*ABOUT THIS EXERCISE:* With the line containing "Q: Indicate one point per instance of the shadow" as the start and the line containing "Target: lit street light" as the end, transcribe that span of the entries below exactly, including both.

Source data
______
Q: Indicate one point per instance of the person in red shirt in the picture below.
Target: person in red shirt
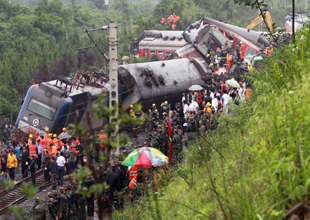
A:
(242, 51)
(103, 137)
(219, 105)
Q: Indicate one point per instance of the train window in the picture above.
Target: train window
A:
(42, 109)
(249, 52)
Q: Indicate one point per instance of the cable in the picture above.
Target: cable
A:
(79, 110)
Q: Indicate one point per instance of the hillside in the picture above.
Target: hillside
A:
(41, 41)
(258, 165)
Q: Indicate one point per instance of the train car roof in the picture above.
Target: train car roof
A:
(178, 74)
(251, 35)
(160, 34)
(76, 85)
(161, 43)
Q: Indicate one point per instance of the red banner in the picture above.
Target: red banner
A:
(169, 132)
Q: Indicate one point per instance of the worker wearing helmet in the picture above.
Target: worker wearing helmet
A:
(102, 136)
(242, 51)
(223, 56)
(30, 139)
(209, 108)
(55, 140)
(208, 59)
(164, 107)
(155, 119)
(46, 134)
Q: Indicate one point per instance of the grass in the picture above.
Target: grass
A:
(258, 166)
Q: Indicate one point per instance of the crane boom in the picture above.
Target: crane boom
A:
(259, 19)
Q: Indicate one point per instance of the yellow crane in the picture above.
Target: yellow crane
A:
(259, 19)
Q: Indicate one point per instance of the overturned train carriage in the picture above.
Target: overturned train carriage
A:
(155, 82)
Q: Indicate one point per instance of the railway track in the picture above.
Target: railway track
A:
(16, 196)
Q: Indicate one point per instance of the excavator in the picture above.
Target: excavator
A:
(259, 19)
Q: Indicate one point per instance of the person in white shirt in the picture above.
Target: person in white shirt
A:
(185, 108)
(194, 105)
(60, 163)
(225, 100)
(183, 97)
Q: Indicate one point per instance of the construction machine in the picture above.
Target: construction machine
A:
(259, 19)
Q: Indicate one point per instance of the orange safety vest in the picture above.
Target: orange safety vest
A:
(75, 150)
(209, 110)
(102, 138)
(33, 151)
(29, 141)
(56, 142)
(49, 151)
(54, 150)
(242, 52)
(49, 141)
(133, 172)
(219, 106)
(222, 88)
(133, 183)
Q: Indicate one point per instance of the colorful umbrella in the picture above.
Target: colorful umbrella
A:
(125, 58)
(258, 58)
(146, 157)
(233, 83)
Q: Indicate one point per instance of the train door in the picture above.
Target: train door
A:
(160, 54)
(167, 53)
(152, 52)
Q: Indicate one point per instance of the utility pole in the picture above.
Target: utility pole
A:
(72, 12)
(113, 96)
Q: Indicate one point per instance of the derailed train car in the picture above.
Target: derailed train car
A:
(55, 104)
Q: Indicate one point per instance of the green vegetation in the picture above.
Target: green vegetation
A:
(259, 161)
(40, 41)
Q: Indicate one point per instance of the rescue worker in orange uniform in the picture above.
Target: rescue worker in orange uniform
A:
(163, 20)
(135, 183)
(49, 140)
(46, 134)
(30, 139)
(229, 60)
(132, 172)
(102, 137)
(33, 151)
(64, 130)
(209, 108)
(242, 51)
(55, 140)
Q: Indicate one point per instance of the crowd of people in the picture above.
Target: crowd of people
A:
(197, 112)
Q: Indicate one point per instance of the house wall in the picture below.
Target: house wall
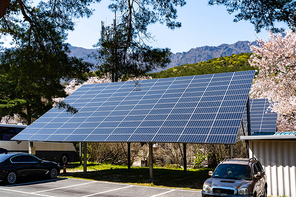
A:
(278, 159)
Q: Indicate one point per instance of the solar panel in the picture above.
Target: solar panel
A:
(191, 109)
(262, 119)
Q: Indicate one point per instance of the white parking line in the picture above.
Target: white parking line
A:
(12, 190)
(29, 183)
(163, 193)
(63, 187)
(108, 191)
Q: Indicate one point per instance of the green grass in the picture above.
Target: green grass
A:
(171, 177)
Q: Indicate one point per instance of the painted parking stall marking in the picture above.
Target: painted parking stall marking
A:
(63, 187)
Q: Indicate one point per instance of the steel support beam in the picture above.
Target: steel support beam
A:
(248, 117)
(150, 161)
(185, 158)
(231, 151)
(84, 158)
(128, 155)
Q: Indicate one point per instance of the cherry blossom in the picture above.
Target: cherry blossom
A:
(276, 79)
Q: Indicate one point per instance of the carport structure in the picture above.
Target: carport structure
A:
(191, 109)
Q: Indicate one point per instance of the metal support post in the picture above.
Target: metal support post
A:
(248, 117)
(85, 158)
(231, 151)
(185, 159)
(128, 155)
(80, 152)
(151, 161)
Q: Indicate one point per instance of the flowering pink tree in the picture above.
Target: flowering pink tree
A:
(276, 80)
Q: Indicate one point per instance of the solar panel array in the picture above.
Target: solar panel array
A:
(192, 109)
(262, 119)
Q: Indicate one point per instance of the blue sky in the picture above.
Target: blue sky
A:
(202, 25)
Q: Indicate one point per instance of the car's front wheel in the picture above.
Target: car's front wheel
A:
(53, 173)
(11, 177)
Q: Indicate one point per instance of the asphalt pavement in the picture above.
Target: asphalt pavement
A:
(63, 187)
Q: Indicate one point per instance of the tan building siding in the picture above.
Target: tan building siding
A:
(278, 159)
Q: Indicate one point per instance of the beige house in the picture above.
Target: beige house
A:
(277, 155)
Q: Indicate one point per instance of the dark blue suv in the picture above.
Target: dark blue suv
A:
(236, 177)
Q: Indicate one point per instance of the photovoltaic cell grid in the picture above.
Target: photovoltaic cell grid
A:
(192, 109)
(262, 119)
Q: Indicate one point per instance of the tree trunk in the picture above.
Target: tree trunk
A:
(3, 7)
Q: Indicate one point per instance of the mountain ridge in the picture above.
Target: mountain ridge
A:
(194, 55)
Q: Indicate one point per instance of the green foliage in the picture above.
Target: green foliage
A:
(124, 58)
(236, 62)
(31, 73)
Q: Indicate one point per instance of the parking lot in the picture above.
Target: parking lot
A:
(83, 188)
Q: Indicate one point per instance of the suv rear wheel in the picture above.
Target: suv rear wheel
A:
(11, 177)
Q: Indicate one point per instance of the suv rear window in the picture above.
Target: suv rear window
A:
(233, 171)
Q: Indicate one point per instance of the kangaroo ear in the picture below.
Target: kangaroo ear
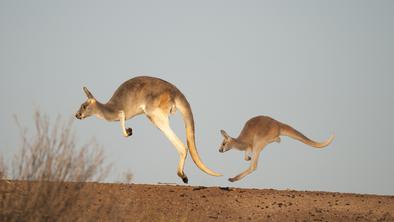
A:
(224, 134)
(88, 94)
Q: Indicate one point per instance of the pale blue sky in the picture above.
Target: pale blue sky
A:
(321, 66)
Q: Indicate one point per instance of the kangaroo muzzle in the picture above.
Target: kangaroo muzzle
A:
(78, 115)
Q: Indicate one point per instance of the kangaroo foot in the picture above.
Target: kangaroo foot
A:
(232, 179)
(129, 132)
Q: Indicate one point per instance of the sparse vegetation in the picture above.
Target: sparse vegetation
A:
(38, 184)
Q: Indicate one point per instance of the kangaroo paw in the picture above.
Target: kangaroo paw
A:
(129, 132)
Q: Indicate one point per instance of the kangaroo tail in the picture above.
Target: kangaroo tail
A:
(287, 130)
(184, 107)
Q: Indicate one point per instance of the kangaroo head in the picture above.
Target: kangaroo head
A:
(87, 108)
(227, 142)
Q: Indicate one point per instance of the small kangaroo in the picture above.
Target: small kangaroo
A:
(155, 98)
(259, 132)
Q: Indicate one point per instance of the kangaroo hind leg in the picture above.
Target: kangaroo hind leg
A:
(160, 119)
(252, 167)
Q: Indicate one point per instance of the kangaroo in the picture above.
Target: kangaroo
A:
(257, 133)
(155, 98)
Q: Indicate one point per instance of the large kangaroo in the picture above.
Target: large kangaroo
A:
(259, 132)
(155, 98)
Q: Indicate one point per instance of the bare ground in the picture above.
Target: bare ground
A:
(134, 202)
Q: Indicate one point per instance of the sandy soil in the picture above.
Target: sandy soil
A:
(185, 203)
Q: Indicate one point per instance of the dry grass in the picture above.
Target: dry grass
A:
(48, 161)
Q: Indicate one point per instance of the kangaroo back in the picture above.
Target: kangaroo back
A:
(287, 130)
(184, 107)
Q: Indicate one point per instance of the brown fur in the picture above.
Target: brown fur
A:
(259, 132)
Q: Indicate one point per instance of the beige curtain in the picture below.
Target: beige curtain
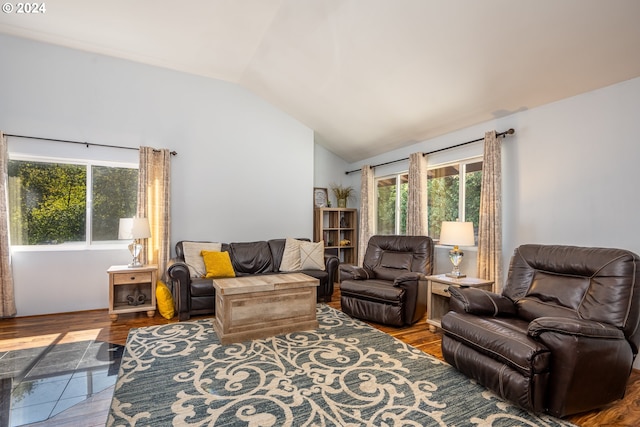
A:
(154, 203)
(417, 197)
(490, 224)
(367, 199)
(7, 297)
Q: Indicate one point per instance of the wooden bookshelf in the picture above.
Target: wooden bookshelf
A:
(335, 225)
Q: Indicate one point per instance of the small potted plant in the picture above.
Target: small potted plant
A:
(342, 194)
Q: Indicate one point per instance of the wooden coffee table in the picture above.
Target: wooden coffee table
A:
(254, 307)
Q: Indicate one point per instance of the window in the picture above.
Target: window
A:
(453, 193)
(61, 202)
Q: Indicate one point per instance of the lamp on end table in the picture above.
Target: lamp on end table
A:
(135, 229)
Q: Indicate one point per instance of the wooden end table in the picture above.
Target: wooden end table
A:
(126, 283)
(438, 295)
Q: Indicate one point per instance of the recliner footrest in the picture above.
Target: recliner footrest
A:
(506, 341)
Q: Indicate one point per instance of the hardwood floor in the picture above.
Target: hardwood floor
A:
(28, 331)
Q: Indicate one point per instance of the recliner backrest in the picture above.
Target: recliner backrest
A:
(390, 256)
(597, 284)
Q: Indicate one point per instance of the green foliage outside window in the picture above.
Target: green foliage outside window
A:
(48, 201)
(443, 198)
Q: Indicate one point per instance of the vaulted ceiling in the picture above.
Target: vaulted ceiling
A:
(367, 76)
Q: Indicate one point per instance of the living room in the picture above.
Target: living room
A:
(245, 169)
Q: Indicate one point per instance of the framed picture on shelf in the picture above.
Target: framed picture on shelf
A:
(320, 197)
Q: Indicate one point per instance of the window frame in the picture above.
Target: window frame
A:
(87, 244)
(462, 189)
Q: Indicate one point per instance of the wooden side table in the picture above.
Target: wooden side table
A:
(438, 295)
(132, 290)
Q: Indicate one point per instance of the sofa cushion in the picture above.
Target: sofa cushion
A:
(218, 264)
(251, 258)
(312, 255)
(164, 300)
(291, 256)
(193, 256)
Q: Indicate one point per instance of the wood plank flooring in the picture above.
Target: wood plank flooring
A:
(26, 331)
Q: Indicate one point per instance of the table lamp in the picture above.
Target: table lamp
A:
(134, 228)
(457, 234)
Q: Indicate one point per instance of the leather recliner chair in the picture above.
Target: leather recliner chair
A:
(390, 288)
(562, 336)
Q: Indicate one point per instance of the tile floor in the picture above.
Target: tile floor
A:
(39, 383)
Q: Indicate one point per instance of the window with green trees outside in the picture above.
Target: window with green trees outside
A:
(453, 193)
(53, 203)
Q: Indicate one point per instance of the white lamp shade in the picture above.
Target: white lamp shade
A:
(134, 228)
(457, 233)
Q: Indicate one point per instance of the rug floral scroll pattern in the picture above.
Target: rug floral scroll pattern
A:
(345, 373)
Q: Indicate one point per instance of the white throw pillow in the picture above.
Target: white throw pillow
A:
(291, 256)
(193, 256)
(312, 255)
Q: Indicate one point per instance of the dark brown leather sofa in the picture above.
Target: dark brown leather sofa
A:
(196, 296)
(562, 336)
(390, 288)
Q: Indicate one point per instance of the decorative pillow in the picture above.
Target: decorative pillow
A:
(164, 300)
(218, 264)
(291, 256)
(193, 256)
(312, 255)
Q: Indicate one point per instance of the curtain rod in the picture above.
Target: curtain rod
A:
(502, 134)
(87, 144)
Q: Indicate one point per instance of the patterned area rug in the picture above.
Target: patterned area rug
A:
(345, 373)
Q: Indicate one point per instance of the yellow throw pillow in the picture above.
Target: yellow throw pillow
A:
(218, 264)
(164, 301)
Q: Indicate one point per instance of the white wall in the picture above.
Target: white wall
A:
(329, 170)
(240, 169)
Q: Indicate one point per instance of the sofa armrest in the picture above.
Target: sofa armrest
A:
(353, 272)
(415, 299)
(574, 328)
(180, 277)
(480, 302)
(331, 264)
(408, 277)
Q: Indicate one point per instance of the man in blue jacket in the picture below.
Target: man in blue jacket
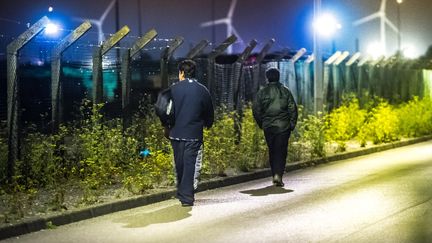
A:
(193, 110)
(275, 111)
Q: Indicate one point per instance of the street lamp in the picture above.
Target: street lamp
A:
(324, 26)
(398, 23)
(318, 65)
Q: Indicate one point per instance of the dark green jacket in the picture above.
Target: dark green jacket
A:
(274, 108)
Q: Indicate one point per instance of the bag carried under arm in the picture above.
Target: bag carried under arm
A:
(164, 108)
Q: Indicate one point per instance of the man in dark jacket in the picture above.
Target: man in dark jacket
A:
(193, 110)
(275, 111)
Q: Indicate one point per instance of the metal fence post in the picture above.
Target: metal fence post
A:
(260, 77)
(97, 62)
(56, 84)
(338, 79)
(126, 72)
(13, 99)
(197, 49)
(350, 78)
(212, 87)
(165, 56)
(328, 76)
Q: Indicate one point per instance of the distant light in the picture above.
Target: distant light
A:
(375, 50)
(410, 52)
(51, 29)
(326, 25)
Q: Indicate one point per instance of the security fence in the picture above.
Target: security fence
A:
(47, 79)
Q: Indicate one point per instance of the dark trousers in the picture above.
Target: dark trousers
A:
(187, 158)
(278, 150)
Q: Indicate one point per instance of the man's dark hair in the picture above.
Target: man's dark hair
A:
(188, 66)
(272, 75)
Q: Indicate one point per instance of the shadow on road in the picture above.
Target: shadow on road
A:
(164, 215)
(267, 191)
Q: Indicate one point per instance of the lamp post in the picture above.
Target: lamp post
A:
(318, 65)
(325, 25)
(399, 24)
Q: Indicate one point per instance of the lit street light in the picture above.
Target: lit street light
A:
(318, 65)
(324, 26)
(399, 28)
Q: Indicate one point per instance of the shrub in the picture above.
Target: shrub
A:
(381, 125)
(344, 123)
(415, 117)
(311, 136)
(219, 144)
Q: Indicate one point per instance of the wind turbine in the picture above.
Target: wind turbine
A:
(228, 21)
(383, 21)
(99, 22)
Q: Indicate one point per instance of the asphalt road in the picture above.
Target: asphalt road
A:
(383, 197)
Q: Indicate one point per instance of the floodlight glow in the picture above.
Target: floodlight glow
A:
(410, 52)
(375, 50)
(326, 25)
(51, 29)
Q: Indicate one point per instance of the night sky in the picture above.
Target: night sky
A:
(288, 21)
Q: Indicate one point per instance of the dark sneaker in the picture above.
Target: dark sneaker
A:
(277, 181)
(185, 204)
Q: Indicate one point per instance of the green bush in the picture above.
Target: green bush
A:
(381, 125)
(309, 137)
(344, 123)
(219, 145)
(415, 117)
______
*SOLVED EXERCISE:*
Q: Indicate one point per instance of the shadow on road in the picture above.
Target: shadow on road
A:
(164, 215)
(267, 191)
Q: Indicate one point per instance of the lamp post in the picture above.
Target: lamp post
A:
(318, 65)
(325, 25)
(399, 24)
Q: Indicate one point per instance of the lit street light in the picture above.
Target: lit street light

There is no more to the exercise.